What you will do
Below are records with pictures in them; print them exactly, omitting the pictures.

[Opening Exercise inputs section]

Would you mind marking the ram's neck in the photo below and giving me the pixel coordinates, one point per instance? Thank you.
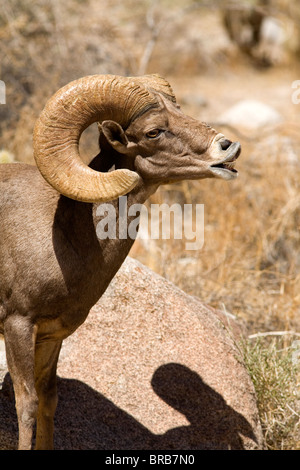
(92, 240)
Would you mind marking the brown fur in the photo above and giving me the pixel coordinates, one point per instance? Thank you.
(53, 267)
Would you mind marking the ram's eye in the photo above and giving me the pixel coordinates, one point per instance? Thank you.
(154, 133)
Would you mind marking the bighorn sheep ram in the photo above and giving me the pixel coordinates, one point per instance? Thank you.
(53, 266)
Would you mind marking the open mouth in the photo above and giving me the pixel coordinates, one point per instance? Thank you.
(225, 168)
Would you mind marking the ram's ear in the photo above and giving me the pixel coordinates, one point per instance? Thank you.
(116, 136)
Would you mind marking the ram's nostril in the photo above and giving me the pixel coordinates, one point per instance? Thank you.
(225, 144)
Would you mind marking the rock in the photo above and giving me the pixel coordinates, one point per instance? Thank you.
(153, 368)
(251, 114)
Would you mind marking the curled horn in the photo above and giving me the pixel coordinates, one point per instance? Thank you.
(70, 111)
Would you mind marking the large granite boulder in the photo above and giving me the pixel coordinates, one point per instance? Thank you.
(151, 368)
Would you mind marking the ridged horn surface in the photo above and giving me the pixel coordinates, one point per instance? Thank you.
(69, 112)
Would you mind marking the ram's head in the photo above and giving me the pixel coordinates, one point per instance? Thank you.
(141, 122)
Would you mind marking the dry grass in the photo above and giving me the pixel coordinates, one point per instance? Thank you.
(250, 262)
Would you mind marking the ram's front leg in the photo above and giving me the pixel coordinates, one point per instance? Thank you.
(46, 357)
(20, 334)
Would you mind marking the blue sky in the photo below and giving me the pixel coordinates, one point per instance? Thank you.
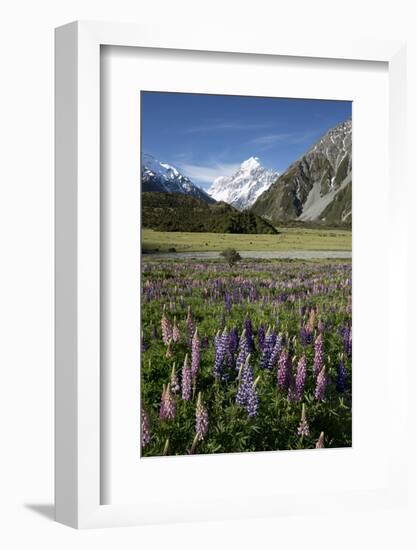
(206, 136)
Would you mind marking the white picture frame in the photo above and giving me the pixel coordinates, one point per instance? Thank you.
(78, 410)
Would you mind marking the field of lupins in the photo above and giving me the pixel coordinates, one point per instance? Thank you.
(251, 358)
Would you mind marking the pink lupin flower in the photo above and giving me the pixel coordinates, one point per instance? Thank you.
(176, 335)
(168, 353)
(303, 427)
(195, 355)
(321, 385)
(320, 441)
(145, 428)
(186, 380)
(318, 354)
(166, 328)
(190, 325)
(168, 408)
(284, 370)
(201, 419)
(175, 387)
(300, 377)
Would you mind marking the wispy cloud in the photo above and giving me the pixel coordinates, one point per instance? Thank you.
(267, 141)
(225, 125)
(206, 174)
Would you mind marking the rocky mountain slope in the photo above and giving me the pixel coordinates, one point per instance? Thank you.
(243, 188)
(315, 188)
(161, 177)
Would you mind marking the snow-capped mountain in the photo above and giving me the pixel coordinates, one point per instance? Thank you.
(161, 177)
(243, 188)
(317, 187)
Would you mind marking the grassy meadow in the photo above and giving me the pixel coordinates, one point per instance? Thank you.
(287, 239)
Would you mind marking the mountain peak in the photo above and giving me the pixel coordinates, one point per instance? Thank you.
(243, 187)
(162, 177)
(250, 164)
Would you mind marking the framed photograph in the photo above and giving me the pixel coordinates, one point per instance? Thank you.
(227, 267)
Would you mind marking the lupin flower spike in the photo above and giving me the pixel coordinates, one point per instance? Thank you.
(320, 441)
(303, 427)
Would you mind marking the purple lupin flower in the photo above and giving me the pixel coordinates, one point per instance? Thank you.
(249, 332)
(176, 335)
(303, 427)
(305, 336)
(186, 380)
(227, 301)
(175, 387)
(168, 408)
(320, 441)
(318, 355)
(195, 355)
(228, 356)
(219, 353)
(166, 328)
(284, 370)
(341, 377)
(243, 351)
(201, 419)
(347, 341)
(300, 378)
(276, 350)
(269, 343)
(190, 326)
(321, 385)
(261, 337)
(247, 395)
(168, 353)
(233, 340)
(145, 428)
(311, 323)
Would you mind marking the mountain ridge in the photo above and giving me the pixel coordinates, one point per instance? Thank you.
(242, 188)
(180, 212)
(159, 176)
(315, 188)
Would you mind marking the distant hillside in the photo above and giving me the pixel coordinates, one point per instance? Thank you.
(179, 212)
(317, 188)
(162, 177)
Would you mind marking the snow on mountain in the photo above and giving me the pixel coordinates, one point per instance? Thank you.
(243, 188)
(317, 187)
(162, 177)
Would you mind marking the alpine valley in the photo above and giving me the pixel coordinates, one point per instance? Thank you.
(165, 178)
(315, 190)
(243, 188)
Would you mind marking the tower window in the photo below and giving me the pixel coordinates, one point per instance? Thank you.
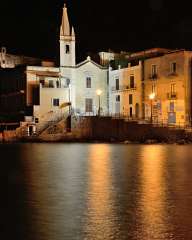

[Closing Exercise inputs section]

Output of the task
Would you mind marking the ram's neck in the photo below and giving me the pixel coordinates, one point per instance? Thank you.
(92, 240)
Would you mind marking the brown fur in the photo above and giving me the pixel coordinates, one point per instance? Thank you.
(53, 267)
Would you mind marking the ram's eye in the photo above and giving me the pixel coordinates, one point per instance? Thank you.
(154, 133)
Would you mind marking the bighorn sheep ram in the photo above and giving me the pixel coordinates, one point per instance? Thank you.
(53, 266)
Would you mind marking the open mouth in the photo above and giving me the pixel coordinates, one point per instance? Thank you.
(225, 168)
Would you mind marking the ram's ear in the photo above and giving me the pixel coordinates, one point per instance? Thank you.
(116, 136)
Would you mind marking the ram's nostril in the photo above and giving me the pixel coordinates, one point per instance? Thank you.
(225, 144)
Would you mind marking the rock in the photo above and giving me the pixel coordinates, one point per instance? Thank you.
(153, 368)
(251, 114)
Would you mind marking the curled horn in the photo above and giving me the pixel coordinates, one point per instance? Thank you.
(70, 111)
Would you mind marking the large granite boulder in the photo above and giving me the pixel coordinates, one point per instance? Thank you.
(151, 368)
Would you mind marking the ridged horn surface in the photo above and giving me the pixel coordinates, one point per instance? Thank you.
(69, 112)
Would you mind marking the ram's head in the photo above and giving me the pixel coordinates, one point per instance? Thank you.
(141, 122)
Would you mind marking the dry grass in the photo above and giving me the pixel coordinates, one point per instance? Thank you.
(250, 262)
Would you mind marking the ram's front leg in the photo above and giving me the pixel coordinates, one point per instance? Thank you.
(46, 357)
(20, 334)
Would you mind marking the blue sky in the photo below and giving me the pixel coordinates, one point per instance? Thank you.
(206, 136)
Would you mind marking the white picture frame in the photo above and giving me the pixel coordinates, one point per instance? Thank you.
(78, 410)
Would you mind marking the field of lupins in the photo above and giving me the pixel coordinates, one point per instance? Thank you.
(251, 358)
Would you mind marking the pink lupin flower in the photo above and giving me the pixel coordinates, one point per instance? Thank you.
(176, 335)
(168, 353)
(303, 427)
(195, 355)
(321, 385)
(320, 441)
(145, 428)
(186, 380)
(318, 354)
(166, 328)
(190, 325)
(168, 408)
(284, 370)
(201, 419)
(175, 387)
(300, 377)
Would you mind marking the wispy cloud in the photo above and giving me the pixel coordinates, one point per instance? Thank you.
(267, 141)
(225, 125)
(206, 174)
Would you mind marking the rocky mountain slope in the photo above and giving me the pixel coordinates, one point per instance? Thank you.
(243, 188)
(315, 188)
(161, 177)
Would you mind marking the snow-capped mountain in the photo above and giving me the pixel coordinates, one point per instance? Thank you.
(161, 177)
(243, 188)
(317, 187)
Would you mind marking the grassy meadow in the photo above and giving me the pixel coordinates, one point per instance? Thank you.
(287, 239)
Would you mind marking the mountain peak in the photo above and giving me the pixel coordinates, one point per instance? Thank you.
(243, 187)
(162, 177)
(250, 164)
Would you mind marking the framed photograph in the photo above and giving me the pixel coordinates, one point per instance? Thank you.
(227, 267)
Would you mind marking the lupin flower spike in the photo above and giving me the pixel coordinates, one point per instance? Thank you.
(320, 441)
(303, 427)
Would you mind marking the purple lupin flower in the photo above and giving me the pixel coordinates, one point per instance? Thank you.
(249, 332)
(176, 335)
(303, 427)
(305, 336)
(186, 380)
(227, 301)
(175, 387)
(168, 408)
(320, 441)
(318, 355)
(195, 355)
(228, 356)
(219, 353)
(166, 328)
(284, 370)
(341, 377)
(243, 351)
(201, 419)
(347, 341)
(300, 378)
(276, 350)
(269, 343)
(190, 326)
(321, 385)
(261, 337)
(247, 395)
(168, 353)
(233, 340)
(145, 428)
(311, 323)
Would you mind marking the mountain ridge in the photo above and giving me the pixel coordinates, one point per instance? Thank you.
(242, 188)
(180, 212)
(159, 176)
(315, 188)
Would you mind marking the distant hillside in the photo above and giving me the pixel coordinates, one point per instance? Thank you.
(179, 212)
(317, 188)
(162, 177)
Would you mind marking the snow on mountain in the photo above and giving me the pixel coordinates, one point per instance? Thank you.
(243, 188)
(317, 187)
(162, 177)
Would you mind marking the alpine valley in the photo above and giving me the pixel coordinates, one point per instance? Thank you.
(165, 178)
(315, 190)
(243, 188)
Would you mind marking the tower window in the photo below and giving me the pixel coordinates, one point per instance? Thank you.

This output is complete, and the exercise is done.